* _Work to complete_
Repeat word for word the line with "Locate each instance of the black and" and every line after it until the records below run out.

======== Information supplied ========

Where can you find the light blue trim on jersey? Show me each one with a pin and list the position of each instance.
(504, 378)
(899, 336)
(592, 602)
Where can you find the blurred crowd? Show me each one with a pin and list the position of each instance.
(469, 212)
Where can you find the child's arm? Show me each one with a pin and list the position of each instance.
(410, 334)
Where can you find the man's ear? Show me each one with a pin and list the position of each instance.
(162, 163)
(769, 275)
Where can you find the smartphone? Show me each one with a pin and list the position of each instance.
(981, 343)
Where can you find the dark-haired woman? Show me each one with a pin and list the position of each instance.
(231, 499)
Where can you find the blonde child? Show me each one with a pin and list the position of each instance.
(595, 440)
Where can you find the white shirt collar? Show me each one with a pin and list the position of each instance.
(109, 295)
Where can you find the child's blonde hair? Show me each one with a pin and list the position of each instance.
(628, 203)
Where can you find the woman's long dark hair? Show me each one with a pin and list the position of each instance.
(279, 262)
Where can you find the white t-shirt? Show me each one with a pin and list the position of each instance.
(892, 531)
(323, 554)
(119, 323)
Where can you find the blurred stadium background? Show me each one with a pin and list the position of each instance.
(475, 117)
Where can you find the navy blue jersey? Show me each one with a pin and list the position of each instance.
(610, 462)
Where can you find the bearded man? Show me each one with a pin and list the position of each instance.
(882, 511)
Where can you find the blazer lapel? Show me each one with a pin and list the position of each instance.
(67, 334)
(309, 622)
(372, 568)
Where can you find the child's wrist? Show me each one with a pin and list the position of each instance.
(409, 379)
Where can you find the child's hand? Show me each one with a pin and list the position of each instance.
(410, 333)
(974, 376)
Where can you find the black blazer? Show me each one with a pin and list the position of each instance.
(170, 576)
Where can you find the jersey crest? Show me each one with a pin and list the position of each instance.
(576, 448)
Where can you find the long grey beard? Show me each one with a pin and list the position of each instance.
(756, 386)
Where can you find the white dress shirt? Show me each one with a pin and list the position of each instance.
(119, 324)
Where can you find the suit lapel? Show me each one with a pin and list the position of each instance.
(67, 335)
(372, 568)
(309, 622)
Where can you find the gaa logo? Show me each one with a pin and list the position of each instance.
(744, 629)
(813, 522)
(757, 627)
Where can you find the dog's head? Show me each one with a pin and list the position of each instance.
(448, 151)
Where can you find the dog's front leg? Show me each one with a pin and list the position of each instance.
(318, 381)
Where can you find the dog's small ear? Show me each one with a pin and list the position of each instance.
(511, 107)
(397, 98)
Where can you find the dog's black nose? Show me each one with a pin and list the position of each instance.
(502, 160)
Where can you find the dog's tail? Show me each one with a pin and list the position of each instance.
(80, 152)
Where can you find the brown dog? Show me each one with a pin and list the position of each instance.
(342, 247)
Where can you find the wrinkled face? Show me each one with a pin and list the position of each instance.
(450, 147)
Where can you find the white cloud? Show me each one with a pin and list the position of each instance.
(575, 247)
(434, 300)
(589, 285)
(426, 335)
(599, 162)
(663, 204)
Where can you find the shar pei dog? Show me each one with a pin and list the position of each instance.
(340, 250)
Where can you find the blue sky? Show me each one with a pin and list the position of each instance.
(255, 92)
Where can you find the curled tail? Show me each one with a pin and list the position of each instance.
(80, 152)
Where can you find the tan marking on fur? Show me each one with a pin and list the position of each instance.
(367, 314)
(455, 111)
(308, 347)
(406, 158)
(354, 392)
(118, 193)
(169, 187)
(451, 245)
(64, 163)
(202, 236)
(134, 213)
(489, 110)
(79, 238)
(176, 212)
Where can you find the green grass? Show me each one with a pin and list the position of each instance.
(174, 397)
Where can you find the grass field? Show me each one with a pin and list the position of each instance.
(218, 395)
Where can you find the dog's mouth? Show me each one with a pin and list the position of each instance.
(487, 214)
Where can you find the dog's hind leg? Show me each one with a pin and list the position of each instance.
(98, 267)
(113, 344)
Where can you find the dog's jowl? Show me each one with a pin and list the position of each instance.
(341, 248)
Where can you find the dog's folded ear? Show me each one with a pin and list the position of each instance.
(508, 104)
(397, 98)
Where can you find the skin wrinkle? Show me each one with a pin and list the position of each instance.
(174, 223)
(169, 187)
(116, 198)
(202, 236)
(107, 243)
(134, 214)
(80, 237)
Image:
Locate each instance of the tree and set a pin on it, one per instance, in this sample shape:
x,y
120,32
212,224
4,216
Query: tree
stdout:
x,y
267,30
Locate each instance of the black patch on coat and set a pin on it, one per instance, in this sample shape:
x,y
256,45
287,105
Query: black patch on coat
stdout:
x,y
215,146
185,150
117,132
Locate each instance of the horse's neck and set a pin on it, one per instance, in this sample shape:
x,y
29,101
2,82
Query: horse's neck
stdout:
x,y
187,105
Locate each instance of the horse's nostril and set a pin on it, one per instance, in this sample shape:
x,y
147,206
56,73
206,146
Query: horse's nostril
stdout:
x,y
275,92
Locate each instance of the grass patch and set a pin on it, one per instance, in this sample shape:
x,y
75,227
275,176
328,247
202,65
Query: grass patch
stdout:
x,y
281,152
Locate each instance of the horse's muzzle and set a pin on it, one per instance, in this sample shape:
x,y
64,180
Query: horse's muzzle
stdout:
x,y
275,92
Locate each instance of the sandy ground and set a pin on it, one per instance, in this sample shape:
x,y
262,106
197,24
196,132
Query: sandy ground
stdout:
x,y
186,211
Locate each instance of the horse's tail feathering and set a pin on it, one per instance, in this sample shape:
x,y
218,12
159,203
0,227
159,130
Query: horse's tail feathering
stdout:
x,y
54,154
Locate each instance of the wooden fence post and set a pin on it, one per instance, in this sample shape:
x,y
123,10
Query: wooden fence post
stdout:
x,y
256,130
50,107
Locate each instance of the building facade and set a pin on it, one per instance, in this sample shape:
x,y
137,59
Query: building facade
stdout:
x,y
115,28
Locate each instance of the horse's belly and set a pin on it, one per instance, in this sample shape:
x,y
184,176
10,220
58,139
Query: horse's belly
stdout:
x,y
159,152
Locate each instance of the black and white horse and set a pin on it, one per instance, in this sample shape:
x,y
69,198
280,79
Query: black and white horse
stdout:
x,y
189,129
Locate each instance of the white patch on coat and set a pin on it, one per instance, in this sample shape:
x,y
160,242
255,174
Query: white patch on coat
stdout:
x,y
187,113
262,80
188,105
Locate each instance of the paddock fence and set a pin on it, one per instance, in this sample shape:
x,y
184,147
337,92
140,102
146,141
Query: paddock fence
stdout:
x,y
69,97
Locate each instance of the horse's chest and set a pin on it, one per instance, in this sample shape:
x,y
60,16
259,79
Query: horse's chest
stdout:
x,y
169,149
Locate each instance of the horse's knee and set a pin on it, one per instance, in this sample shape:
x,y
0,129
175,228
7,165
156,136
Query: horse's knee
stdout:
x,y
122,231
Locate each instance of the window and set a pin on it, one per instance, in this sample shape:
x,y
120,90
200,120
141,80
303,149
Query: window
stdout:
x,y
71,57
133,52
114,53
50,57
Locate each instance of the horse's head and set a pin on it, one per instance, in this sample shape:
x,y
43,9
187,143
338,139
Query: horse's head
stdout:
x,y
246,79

========

* _Result of this exercise_
Locate each instance of the black and white horse and set a pin on it, one per instance, in this sample shape:
x,y
69,198
280,79
Query: black and white horse
stdout:
x,y
189,129
Locate each instance of the white patch on coat and set a pin on it, one per instance, in this sample shape:
x,y
160,242
255,174
Query: white patch on coat
stdout:
x,y
187,113
262,80
188,105
Locate each instance of the paddock fence and set a pin on it, one per instance, in this sample shape:
x,y
184,147
337,92
140,102
146,141
Query: paddock fence
stdout:
x,y
69,97
Locate each instance of the horse's chest and set a pin on it, one per instance, in this sample shape:
x,y
60,16
259,79
Query: horse's chest
stdout:
x,y
169,149
Locate each instance of the horse's knee and set a pin on it, one per instance, in this sample shape:
x,y
0,129
175,228
7,165
156,136
Query: horse's knee
stdout:
x,y
122,231
Locate each instance of the window and set a pin on it, one per instance, in this sample shape:
x,y
120,90
200,120
141,80
303,149
Query: window
stdout:
x,y
71,57
133,52
114,53
50,57
Locate each instance of the horse's head and set a pin on it, one per instance, in this sample shape:
x,y
43,9
187,143
338,139
Query: horse's head
stdout:
x,y
246,79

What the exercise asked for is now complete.